--- start ---

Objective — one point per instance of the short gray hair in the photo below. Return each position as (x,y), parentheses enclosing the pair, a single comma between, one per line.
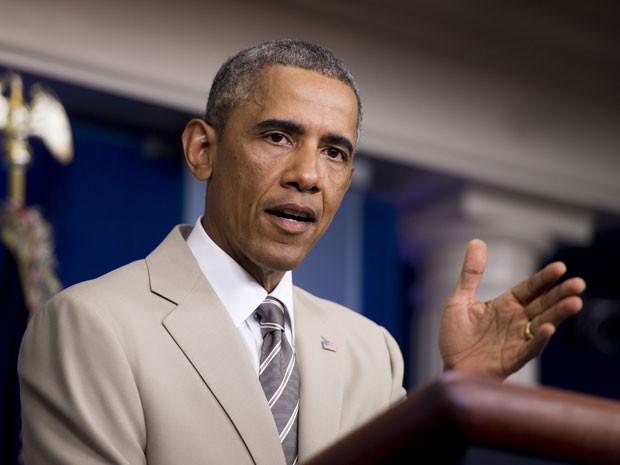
(237,78)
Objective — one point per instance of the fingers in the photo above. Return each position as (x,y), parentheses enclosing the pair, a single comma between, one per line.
(473,267)
(563,298)
(529,289)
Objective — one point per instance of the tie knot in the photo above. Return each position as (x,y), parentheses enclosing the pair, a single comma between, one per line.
(270,315)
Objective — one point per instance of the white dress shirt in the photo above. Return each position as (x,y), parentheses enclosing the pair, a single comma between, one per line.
(239,291)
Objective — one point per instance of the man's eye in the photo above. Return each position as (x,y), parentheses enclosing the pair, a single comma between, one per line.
(333,152)
(276,137)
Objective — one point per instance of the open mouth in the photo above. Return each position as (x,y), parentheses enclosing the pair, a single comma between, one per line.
(293,215)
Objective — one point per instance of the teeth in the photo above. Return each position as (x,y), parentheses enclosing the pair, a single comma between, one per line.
(293,213)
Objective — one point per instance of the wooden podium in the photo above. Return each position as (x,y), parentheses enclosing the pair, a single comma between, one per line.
(466,419)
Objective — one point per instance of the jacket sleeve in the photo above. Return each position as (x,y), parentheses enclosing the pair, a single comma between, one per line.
(80,404)
(397,366)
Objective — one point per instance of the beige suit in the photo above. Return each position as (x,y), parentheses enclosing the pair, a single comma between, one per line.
(144,365)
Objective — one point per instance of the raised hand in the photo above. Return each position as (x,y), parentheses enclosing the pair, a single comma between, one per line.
(499,336)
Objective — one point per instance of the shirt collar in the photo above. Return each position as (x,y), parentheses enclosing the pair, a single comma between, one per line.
(235,287)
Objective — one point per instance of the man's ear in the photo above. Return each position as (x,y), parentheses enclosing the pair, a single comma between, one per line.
(199,144)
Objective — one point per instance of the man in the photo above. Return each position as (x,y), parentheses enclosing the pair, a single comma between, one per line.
(160,361)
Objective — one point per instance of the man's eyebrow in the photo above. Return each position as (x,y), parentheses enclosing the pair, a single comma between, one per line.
(295,128)
(283,124)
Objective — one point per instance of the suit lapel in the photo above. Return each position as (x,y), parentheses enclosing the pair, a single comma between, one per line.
(203,330)
(322,379)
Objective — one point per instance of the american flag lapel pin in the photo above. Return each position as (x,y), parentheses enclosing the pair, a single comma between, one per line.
(328,345)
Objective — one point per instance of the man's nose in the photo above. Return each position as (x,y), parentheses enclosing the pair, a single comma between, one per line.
(304,171)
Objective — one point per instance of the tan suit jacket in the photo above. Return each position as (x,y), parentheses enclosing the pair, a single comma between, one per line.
(144,365)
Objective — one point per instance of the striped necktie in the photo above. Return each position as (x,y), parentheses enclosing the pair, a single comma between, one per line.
(278,375)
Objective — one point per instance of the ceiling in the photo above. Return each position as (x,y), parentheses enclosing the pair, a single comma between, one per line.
(570,44)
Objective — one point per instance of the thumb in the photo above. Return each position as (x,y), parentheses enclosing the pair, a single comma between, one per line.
(473,267)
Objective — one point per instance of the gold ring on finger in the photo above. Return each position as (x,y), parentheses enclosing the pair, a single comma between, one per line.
(527,332)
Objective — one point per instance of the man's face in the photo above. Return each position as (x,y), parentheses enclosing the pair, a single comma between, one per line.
(280,169)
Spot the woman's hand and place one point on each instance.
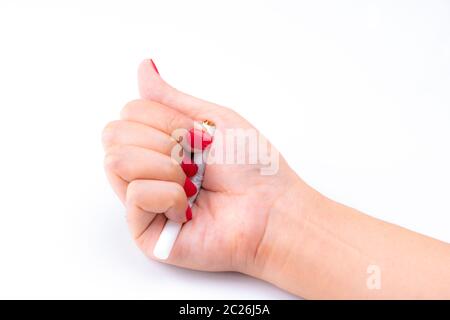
(236, 217)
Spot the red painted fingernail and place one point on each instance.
(199, 139)
(189, 188)
(190, 169)
(188, 213)
(154, 66)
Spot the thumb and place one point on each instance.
(153, 87)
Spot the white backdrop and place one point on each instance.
(360, 87)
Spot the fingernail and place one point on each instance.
(189, 168)
(189, 188)
(188, 213)
(199, 139)
(154, 66)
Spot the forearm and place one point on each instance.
(328, 250)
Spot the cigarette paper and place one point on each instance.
(171, 229)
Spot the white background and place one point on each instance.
(360, 88)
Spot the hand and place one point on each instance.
(236, 218)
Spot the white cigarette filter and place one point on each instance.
(171, 229)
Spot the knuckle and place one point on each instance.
(111, 132)
(134, 192)
(174, 171)
(116, 162)
(130, 109)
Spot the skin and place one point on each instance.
(273, 227)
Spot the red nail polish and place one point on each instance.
(154, 66)
(190, 169)
(189, 188)
(199, 139)
(188, 213)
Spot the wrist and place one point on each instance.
(285, 235)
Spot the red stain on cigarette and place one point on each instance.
(199, 139)
(189, 188)
(189, 168)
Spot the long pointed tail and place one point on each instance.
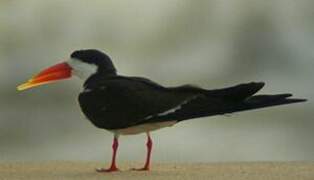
(263, 101)
(229, 100)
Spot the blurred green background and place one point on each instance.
(213, 43)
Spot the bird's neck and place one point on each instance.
(99, 77)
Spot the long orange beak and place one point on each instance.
(49, 75)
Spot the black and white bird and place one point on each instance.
(132, 105)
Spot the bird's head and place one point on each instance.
(82, 63)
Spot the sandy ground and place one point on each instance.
(216, 171)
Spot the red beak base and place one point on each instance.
(49, 75)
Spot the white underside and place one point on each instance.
(144, 128)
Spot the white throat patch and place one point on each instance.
(81, 69)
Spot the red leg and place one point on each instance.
(113, 166)
(149, 145)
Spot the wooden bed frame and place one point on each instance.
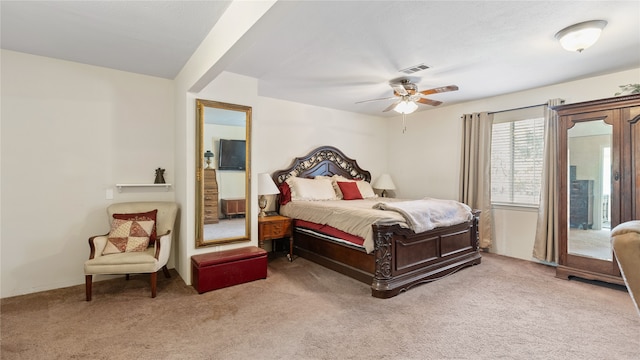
(401, 258)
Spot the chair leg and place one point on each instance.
(166, 272)
(87, 282)
(154, 278)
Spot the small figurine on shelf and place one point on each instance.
(159, 176)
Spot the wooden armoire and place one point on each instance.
(599, 157)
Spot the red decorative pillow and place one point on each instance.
(151, 215)
(128, 236)
(349, 190)
(285, 193)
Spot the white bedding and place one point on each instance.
(355, 216)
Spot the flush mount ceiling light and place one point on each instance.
(580, 36)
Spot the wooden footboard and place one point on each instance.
(401, 259)
(404, 259)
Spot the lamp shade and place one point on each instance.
(384, 182)
(580, 36)
(405, 107)
(266, 186)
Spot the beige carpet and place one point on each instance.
(502, 309)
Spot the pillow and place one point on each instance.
(335, 179)
(311, 189)
(366, 190)
(151, 215)
(128, 236)
(285, 193)
(349, 190)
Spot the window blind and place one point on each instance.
(517, 148)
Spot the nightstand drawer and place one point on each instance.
(276, 229)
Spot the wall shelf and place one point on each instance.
(121, 186)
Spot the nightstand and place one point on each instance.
(276, 227)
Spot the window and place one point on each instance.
(517, 146)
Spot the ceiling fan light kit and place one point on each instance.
(407, 97)
(405, 107)
(580, 36)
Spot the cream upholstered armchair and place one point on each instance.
(124, 250)
(625, 240)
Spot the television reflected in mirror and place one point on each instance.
(232, 154)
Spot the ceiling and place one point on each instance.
(334, 54)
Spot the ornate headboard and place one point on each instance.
(325, 160)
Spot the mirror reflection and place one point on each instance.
(222, 191)
(589, 193)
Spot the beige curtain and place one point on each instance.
(475, 185)
(546, 243)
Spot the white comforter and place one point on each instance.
(356, 216)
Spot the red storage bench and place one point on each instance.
(220, 269)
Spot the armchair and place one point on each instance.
(149, 261)
(625, 240)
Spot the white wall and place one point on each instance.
(431, 147)
(69, 133)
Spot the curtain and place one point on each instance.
(545, 247)
(475, 185)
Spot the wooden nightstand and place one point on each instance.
(276, 227)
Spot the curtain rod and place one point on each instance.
(520, 108)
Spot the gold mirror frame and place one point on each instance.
(201, 106)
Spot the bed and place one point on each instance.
(399, 257)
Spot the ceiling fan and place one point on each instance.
(407, 96)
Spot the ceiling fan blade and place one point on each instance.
(390, 107)
(399, 89)
(440, 89)
(429, 102)
(387, 98)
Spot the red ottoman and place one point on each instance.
(220, 269)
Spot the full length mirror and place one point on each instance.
(590, 189)
(223, 173)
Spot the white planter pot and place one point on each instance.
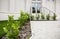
(45, 29)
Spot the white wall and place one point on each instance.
(58, 8)
(48, 4)
(45, 29)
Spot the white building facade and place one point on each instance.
(13, 7)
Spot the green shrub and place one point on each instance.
(11, 29)
(32, 17)
(38, 17)
(42, 17)
(48, 16)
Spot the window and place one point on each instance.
(36, 6)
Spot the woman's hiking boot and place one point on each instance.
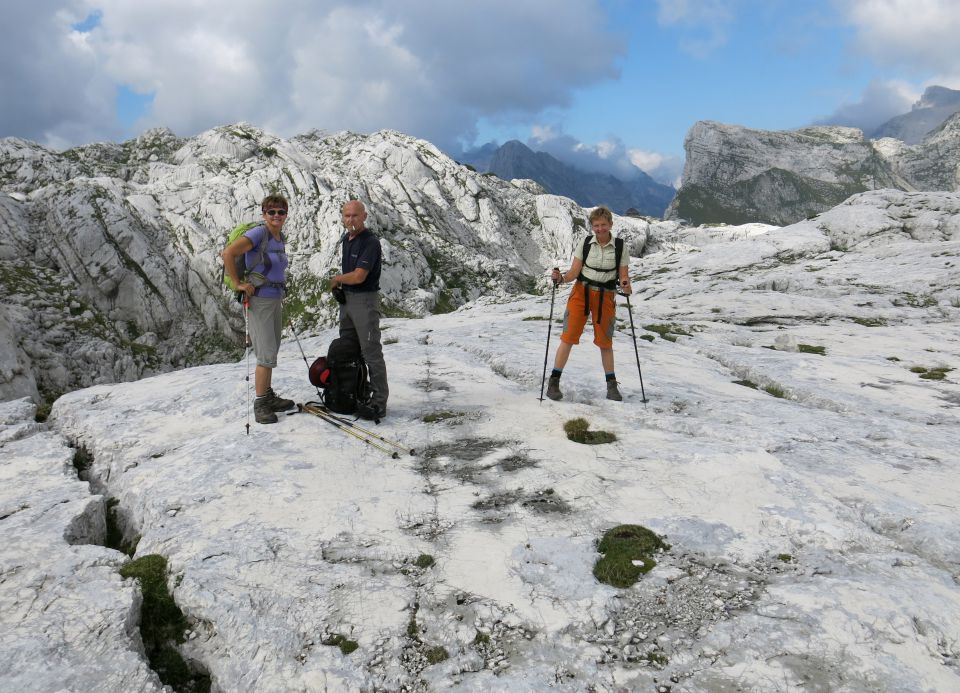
(553, 388)
(613, 392)
(263, 411)
(278, 403)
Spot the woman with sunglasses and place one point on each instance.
(263, 287)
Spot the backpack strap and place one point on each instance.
(263, 258)
(618, 255)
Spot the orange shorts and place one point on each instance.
(574, 319)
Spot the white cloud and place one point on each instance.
(880, 101)
(609, 156)
(705, 23)
(921, 34)
(430, 69)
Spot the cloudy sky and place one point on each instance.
(604, 83)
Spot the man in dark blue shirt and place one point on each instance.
(360, 313)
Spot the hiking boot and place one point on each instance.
(553, 388)
(613, 392)
(262, 411)
(278, 403)
(371, 411)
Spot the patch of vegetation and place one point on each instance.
(623, 547)
(82, 461)
(444, 303)
(667, 332)
(343, 642)
(114, 539)
(481, 639)
(915, 300)
(776, 391)
(938, 373)
(577, 431)
(442, 416)
(870, 322)
(657, 658)
(436, 654)
(162, 625)
(424, 561)
(43, 410)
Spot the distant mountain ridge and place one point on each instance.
(110, 252)
(935, 106)
(514, 159)
(736, 175)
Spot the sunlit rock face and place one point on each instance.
(738, 175)
(109, 253)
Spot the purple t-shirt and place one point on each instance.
(274, 266)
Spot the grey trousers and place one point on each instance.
(360, 320)
(266, 324)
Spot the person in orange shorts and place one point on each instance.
(600, 266)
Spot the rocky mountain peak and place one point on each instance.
(109, 252)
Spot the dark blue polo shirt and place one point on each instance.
(364, 252)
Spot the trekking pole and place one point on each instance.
(633, 332)
(246, 345)
(546, 355)
(336, 423)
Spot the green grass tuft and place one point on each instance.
(621, 547)
(82, 461)
(577, 431)
(811, 349)
(162, 625)
(343, 642)
(424, 560)
(776, 391)
(938, 373)
(870, 322)
(437, 654)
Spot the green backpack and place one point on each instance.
(241, 266)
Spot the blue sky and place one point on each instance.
(602, 83)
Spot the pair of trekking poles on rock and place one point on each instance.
(633, 332)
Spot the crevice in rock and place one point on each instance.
(162, 625)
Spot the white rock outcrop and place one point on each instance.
(103, 245)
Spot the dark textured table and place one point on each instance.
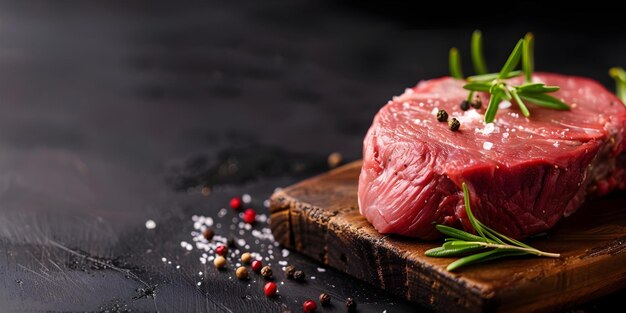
(114, 113)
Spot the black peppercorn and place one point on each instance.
(465, 105)
(477, 104)
(299, 276)
(351, 304)
(324, 298)
(208, 234)
(266, 272)
(442, 115)
(289, 271)
(454, 124)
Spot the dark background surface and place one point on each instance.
(113, 113)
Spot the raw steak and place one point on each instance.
(524, 174)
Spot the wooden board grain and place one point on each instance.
(319, 217)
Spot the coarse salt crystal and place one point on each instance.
(150, 224)
(489, 128)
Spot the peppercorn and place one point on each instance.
(454, 124)
(270, 289)
(477, 104)
(465, 105)
(219, 262)
(324, 299)
(249, 216)
(309, 306)
(334, 159)
(351, 304)
(442, 115)
(242, 272)
(246, 258)
(235, 203)
(299, 276)
(221, 250)
(256, 266)
(208, 233)
(266, 272)
(289, 271)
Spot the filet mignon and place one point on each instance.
(524, 174)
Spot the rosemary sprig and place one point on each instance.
(488, 245)
(455, 64)
(477, 53)
(496, 84)
(619, 75)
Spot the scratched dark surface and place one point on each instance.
(113, 113)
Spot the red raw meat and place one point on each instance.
(524, 174)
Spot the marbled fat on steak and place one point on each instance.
(524, 174)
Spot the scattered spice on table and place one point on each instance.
(235, 203)
(221, 250)
(290, 270)
(256, 266)
(351, 304)
(246, 257)
(249, 216)
(242, 272)
(270, 289)
(309, 306)
(208, 233)
(465, 105)
(219, 262)
(324, 299)
(299, 276)
(266, 272)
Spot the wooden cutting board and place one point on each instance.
(319, 217)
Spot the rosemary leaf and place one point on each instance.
(441, 252)
(491, 76)
(528, 57)
(520, 103)
(457, 233)
(537, 88)
(455, 64)
(489, 246)
(544, 100)
(477, 86)
(512, 61)
(477, 53)
(619, 75)
(492, 107)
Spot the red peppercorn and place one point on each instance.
(249, 216)
(270, 289)
(256, 266)
(221, 250)
(235, 203)
(309, 306)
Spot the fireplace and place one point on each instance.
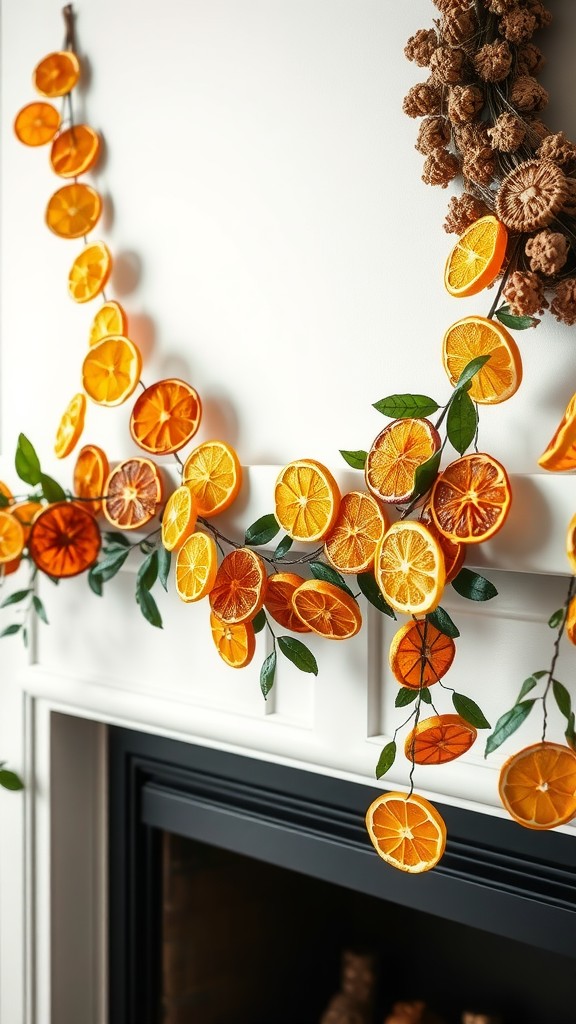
(235, 884)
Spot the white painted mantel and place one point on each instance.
(275, 245)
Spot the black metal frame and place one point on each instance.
(494, 875)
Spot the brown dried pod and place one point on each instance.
(531, 196)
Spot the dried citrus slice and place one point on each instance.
(73, 211)
(409, 567)
(501, 376)
(71, 426)
(178, 518)
(197, 563)
(11, 538)
(537, 785)
(360, 524)
(235, 643)
(132, 494)
(439, 739)
(75, 151)
(56, 74)
(420, 654)
(406, 832)
(281, 587)
(477, 258)
(165, 417)
(327, 609)
(90, 473)
(306, 499)
(240, 587)
(561, 453)
(110, 320)
(214, 473)
(65, 540)
(89, 272)
(111, 371)
(470, 500)
(395, 457)
(36, 124)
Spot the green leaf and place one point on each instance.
(40, 609)
(9, 780)
(468, 710)
(373, 594)
(508, 723)
(27, 462)
(262, 530)
(474, 587)
(398, 407)
(442, 621)
(283, 547)
(323, 571)
(386, 759)
(461, 422)
(355, 459)
(298, 654)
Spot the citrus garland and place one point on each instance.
(401, 567)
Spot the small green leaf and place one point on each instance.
(386, 759)
(268, 673)
(442, 621)
(27, 462)
(323, 571)
(468, 710)
(398, 407)
(262, 530)
(474, 587)
(461, 422)
(355, 459)
(298, 654)
(508, 723)
(372, 593)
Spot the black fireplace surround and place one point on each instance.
(513, 888)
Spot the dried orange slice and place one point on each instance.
(65, 540)
(537, 785)
(306, 499)
(110, 320)
(395, 457)
(561, 453)
(351, 545)
(439, 739)
(235, 643)
(56, 74)
(89, 272)
(501, 376)
(75, 151)
(165, 417)
(111, 371)
(281, 587)
(73, 211)
(132, 494)
(470, 500)
(36, 124)
(326, 609)
(409, 567)
(240, 587)
(406, 832)
(11, 538)
(71, 426)
(420, 654)
(90, 473)
(214, 473)
(477, 258)
(197, 563)
(178, 518)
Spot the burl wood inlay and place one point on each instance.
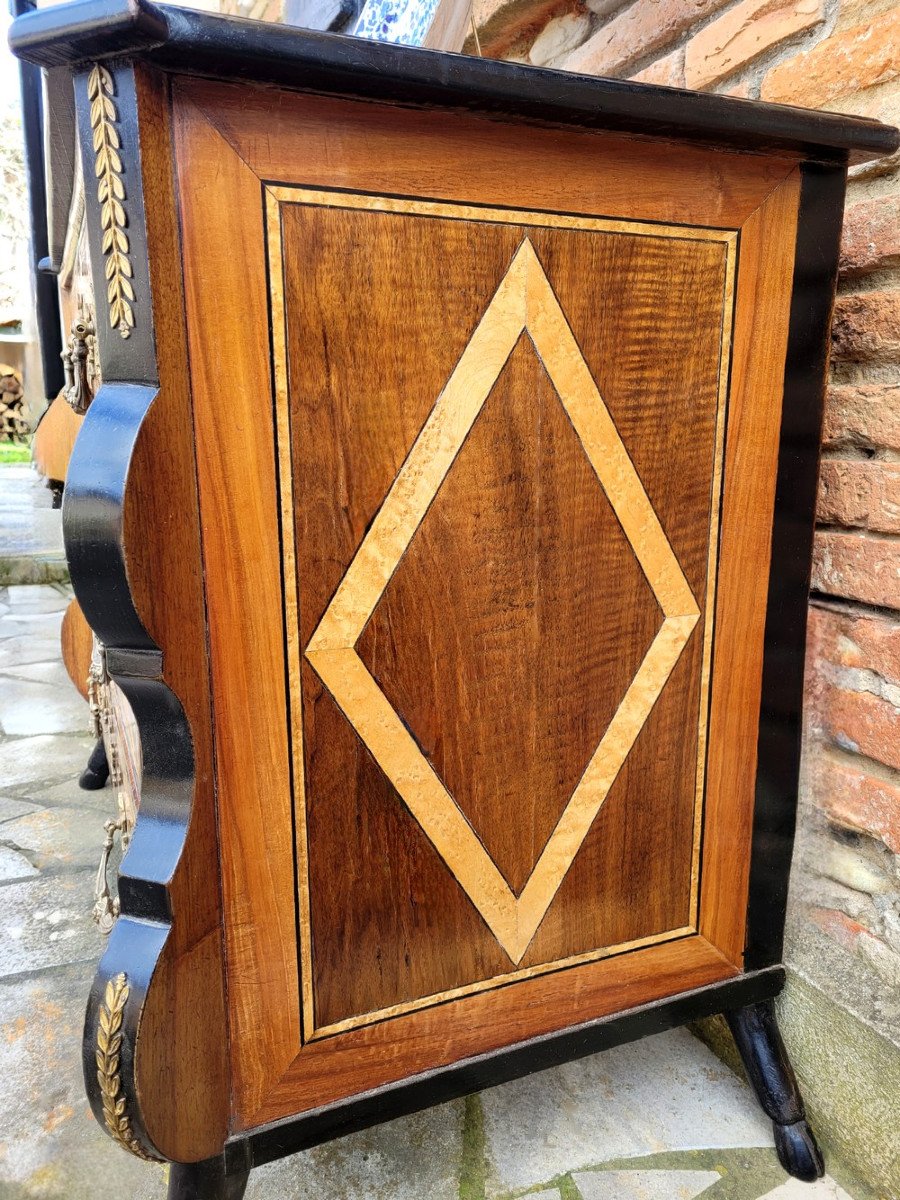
(522, 315)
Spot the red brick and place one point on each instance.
(859, 721)
(502, 24)
(667, 71)
(855, 640)
(839, 927)
(857, 801)
(857, 567)
(742, 90)
(871, 235)
(742, 34)
(844, 64)
(865, 415)
(861, 493)
(867, 327)
(636, 33)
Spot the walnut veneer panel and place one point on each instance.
(519, 613)
(463, 611)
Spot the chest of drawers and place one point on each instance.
(447, 514)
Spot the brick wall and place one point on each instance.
(845, 55)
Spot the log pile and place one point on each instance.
(13, 426)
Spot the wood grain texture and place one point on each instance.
(181, 1065)
(479, 691)
(229, 353)
(664, 409)
(316, 141)
(363, 1059)
(76, 642)
(760, 343)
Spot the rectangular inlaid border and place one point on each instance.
(275, 196)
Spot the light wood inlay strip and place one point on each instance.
(421, 208)
(523, 301)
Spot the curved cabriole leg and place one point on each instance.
(208, 1181)
(96, 773)
(768, 1068)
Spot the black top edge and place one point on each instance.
(232, 48)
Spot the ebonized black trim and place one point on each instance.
(227, 47)
(771, 1074)
(511, 1062)
(793, 526)
(93, 525)
(49, 331)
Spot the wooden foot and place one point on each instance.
(207, 1181)
(772, 1078)
(96, 773)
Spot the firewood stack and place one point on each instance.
(13, 426)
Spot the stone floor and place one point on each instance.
(30, 531)
(659, 1120)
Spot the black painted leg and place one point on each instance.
(772, 1078)
(208, 1181)
(96, 773)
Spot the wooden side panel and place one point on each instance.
(235, 445)
(509, 634)
(329, 505)
(181, 1066)
(762, 316)
(418, 153)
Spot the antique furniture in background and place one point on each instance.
(447, 513)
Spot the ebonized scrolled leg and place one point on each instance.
(768, 1068)
(207, 1181)
(96, 773)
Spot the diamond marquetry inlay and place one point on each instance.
(523, 301)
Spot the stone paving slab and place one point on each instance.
(645, 1185)
(11, 808)
(657, 1120)
(30, 528)
(59, 839)
(27, 765)
(46, 922)
(29, 707)
(667, 1092)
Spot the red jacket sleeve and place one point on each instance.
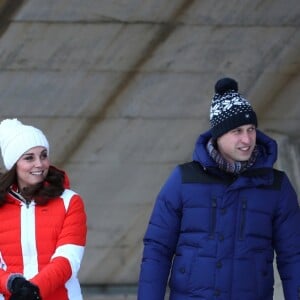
(65, 262)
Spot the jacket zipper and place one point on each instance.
(243, 219)
(213, 217)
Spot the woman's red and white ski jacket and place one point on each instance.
(44, 243)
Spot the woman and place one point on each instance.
(43, 222)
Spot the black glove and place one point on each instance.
(23, 289)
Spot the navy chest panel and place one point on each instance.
(210, 202)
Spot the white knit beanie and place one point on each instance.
(16, 138)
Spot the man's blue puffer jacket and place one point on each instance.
(213, 235)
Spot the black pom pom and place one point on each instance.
(225, 85)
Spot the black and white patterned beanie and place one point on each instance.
(229, 109)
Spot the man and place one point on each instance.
(218, 219)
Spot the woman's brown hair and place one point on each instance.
(51, 187)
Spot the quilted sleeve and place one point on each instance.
(160, 240)
(65, 262)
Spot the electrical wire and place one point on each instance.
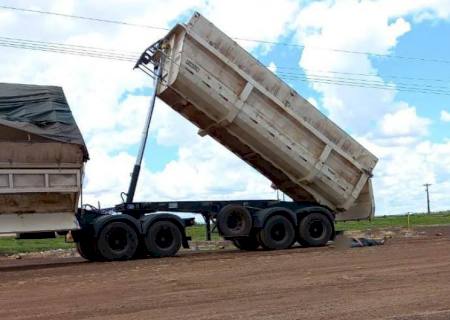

--- end ---

Arrange the lines of the listing above as a numbered list, from the line containing "Spot the man and" through the end of the listing, both ends included, with blank lines and pictures left out.

• PROBLEM SOLUTION:
1. Spot the man and place one point on each instance.
2. (218, 219)
3. Spot the woman's brown hair and place one point on each instance.
4. (51, 187)
5. Spot the quilted sleeve and place one point on each instance.
6. (160, 240)
7. (65, 262)
8. Spot the electrical wire and place one point on each instance.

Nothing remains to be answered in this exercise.